- Description of the task -
Copy the line with "Each instance receives one keypoint. Mark the leaf" and all lines following it through the last line of the entries, exactly as written.
— START OF Dataset excerpts —
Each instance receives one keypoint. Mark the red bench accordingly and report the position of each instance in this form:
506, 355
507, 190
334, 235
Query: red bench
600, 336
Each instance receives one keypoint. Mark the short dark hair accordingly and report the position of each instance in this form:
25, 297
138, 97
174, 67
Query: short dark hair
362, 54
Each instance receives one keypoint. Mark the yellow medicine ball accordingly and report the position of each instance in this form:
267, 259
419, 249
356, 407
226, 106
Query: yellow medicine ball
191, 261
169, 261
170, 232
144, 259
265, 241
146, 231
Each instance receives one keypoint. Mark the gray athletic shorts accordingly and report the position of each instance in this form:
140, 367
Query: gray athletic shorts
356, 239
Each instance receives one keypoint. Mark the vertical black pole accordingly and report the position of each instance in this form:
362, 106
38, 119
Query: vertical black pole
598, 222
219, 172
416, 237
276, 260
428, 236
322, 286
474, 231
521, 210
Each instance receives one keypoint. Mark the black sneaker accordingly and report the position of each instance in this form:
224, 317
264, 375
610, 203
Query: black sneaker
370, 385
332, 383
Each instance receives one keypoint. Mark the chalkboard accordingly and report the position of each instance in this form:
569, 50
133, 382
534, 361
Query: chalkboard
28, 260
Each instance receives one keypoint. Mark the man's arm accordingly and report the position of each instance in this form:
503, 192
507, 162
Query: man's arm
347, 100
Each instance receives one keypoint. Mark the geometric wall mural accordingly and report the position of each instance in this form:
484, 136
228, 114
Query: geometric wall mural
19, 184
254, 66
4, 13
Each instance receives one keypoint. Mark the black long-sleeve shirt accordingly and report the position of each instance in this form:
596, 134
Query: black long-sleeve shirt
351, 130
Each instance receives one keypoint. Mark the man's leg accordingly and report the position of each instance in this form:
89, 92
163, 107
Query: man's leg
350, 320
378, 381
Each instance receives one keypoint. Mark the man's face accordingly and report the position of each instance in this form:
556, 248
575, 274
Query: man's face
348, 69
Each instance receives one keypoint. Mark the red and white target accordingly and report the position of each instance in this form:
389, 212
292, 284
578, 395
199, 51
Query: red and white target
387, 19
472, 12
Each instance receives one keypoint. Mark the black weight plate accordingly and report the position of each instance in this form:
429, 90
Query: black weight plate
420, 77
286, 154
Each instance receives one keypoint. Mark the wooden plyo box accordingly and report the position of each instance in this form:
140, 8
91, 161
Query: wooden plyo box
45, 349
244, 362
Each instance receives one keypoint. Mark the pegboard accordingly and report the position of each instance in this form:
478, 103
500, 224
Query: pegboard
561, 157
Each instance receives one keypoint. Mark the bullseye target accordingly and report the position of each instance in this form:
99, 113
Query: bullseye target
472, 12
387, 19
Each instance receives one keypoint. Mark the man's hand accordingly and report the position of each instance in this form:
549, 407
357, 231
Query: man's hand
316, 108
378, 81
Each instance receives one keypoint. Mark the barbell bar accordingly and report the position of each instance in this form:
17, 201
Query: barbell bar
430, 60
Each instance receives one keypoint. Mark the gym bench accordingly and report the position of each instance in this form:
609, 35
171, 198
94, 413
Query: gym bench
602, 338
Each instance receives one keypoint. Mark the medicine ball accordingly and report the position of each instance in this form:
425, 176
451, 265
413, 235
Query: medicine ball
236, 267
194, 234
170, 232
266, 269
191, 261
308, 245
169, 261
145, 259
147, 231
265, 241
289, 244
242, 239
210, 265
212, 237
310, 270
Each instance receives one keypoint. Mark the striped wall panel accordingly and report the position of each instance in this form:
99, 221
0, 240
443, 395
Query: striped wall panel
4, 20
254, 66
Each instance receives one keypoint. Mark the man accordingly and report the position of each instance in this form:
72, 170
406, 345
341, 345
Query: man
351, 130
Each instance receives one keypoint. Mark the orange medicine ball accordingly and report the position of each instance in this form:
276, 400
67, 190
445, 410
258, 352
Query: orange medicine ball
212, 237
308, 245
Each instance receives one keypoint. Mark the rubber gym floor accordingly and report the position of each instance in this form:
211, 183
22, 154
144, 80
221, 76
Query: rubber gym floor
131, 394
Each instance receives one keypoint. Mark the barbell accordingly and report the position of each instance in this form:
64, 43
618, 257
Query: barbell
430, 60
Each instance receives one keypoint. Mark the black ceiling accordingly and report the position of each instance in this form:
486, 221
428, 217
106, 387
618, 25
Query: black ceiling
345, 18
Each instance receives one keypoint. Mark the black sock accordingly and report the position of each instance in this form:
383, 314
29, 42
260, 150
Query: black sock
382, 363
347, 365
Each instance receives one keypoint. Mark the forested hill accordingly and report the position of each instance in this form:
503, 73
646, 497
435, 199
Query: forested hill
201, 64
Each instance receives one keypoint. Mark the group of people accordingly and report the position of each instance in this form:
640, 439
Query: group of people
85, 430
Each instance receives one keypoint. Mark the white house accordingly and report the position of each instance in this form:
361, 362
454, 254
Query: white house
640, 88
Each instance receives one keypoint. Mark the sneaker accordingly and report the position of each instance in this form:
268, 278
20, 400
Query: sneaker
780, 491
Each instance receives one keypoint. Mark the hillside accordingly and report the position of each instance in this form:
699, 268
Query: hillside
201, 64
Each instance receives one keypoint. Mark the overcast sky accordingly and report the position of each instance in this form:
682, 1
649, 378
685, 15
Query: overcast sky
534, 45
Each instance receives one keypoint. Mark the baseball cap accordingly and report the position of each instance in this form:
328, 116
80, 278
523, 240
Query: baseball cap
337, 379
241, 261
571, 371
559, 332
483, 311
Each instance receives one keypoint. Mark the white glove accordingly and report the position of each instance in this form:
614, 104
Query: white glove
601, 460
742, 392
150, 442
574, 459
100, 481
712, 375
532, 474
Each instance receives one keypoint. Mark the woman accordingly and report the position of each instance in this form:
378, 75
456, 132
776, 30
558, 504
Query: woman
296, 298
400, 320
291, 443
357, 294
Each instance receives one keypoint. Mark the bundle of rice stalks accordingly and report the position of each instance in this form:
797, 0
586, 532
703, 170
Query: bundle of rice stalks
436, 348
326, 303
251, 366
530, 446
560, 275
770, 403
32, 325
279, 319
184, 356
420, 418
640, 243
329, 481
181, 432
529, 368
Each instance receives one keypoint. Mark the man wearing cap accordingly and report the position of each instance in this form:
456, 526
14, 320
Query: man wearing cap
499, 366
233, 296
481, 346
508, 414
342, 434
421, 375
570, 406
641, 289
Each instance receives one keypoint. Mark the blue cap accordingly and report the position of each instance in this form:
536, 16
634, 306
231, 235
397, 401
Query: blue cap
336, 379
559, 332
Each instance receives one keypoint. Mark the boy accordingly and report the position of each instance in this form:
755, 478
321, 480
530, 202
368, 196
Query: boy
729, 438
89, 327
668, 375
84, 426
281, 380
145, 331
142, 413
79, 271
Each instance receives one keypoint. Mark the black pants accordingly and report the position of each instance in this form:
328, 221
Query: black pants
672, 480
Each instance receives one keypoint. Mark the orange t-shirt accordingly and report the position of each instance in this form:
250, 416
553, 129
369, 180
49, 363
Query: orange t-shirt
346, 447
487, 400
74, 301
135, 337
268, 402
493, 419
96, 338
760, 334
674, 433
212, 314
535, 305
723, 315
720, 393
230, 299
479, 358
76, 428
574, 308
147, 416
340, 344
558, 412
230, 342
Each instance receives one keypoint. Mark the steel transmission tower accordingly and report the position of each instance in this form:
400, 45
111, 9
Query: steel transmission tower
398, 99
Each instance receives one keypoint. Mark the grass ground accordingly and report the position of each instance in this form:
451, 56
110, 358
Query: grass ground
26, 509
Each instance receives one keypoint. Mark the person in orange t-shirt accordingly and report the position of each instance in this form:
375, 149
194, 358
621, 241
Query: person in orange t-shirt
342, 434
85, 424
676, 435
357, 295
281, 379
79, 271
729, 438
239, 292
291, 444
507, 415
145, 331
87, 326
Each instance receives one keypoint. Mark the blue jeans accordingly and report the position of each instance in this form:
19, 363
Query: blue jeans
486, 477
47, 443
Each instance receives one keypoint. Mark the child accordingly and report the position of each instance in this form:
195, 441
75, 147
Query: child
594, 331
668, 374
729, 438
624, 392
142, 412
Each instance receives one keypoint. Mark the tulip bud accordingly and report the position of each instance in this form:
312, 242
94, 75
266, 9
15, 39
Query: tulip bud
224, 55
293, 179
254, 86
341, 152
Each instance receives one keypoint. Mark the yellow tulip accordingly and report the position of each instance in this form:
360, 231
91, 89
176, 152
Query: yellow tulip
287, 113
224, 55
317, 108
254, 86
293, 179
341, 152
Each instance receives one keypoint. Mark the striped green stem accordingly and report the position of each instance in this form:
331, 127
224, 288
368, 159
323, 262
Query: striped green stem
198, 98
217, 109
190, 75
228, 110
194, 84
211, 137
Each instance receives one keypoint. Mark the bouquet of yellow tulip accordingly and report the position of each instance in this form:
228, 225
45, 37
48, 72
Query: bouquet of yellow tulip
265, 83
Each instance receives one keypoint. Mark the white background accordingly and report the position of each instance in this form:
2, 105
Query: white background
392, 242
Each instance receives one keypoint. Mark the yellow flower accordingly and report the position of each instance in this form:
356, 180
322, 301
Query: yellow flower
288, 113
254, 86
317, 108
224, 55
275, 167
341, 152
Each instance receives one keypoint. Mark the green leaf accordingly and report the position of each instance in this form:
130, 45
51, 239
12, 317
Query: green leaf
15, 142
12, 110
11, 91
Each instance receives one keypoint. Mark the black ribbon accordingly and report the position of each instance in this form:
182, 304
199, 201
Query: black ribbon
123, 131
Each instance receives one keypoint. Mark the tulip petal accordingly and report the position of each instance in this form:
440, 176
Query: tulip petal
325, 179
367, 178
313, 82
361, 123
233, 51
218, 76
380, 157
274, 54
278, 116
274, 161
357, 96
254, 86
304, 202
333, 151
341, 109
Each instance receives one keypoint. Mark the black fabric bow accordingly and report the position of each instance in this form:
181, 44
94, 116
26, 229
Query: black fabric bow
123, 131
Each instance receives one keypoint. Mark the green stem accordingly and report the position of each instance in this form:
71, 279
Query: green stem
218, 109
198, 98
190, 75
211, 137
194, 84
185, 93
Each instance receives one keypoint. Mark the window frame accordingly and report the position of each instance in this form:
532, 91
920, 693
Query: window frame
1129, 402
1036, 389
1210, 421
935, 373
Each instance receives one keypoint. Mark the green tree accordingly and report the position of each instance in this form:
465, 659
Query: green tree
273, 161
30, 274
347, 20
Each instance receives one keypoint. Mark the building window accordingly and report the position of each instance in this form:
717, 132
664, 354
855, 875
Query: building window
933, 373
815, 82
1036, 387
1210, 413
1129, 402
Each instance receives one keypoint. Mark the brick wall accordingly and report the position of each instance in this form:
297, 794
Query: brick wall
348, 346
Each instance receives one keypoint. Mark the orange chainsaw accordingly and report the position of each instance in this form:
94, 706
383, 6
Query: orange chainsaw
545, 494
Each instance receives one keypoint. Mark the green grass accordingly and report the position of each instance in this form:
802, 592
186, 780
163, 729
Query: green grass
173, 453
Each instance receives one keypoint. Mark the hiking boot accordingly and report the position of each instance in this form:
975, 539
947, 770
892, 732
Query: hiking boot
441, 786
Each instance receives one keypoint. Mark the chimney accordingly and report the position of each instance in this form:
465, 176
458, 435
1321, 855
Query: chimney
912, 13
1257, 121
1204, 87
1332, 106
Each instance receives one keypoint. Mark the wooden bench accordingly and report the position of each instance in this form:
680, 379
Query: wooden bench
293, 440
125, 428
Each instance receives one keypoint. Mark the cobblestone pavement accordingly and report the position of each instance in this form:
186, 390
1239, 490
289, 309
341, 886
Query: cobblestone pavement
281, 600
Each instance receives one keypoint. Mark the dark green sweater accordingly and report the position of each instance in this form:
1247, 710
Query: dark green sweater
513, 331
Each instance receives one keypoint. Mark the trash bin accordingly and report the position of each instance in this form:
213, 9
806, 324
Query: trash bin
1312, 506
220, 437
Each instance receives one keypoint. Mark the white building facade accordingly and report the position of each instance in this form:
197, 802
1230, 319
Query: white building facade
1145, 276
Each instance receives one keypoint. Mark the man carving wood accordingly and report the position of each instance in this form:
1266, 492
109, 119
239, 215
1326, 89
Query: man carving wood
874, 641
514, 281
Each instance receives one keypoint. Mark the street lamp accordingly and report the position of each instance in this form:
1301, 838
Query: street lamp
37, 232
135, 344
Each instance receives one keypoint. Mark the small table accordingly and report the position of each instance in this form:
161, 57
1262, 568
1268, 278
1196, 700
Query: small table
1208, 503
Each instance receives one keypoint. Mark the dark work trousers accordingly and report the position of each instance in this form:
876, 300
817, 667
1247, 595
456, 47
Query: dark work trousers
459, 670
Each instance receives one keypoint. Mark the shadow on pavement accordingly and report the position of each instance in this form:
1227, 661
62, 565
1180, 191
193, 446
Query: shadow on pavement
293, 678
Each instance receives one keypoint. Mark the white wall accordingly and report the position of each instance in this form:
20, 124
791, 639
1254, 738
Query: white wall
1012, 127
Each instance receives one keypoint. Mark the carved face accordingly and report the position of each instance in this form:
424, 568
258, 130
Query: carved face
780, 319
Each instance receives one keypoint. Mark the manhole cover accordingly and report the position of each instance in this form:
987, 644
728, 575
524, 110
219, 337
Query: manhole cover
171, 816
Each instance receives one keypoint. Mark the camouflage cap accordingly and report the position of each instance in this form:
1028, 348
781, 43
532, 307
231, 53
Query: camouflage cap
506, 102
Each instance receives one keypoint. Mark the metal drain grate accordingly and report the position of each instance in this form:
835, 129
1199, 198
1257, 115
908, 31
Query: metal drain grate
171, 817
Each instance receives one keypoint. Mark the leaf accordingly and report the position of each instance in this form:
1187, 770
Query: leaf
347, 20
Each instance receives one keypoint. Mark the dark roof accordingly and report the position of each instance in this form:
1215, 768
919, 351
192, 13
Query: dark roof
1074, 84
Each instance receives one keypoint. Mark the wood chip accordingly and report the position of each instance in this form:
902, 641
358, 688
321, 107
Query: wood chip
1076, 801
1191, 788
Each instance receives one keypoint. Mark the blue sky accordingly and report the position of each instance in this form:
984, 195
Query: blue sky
— END OF Dataset excerpts —
- Answer -
Each instance receives one keypoint. Mark the leaf accordingly and report the position of each instance in this form:
1187, 770
Query: leaf
347, 20
Each instance receives one keypoint. Mark the dark roof accordingly and report the position of each instance in this form:
1215, 768
919, 351
192, 13
Query: dark roof
1074, 84
Each instance receives one keypoint. Mark the wood chip accordingly and report the position of each instance in this form:
902, 641
358, 688
321, 107
Query: wood chip
1076, 801
1191, 788
Each instance receives one keypoint. Mark the blue sky accordingly and report the position of each instance in this form:
984, 195
Query: blue sky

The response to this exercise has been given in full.